[Referring expression data]
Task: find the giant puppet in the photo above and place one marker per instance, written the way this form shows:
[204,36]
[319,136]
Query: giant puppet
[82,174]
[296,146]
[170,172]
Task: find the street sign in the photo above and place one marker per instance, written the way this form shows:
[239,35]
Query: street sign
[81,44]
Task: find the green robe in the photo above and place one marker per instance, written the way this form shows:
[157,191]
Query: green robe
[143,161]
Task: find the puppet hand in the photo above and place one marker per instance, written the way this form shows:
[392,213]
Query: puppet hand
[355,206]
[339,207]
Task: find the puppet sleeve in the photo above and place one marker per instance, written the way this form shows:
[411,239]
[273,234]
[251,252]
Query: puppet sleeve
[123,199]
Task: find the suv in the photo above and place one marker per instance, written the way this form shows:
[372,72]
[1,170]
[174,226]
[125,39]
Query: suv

## EXERCISE DESCRIPTION
Please give only the number of lines above that contain "marker".

## TASK ANSWER
6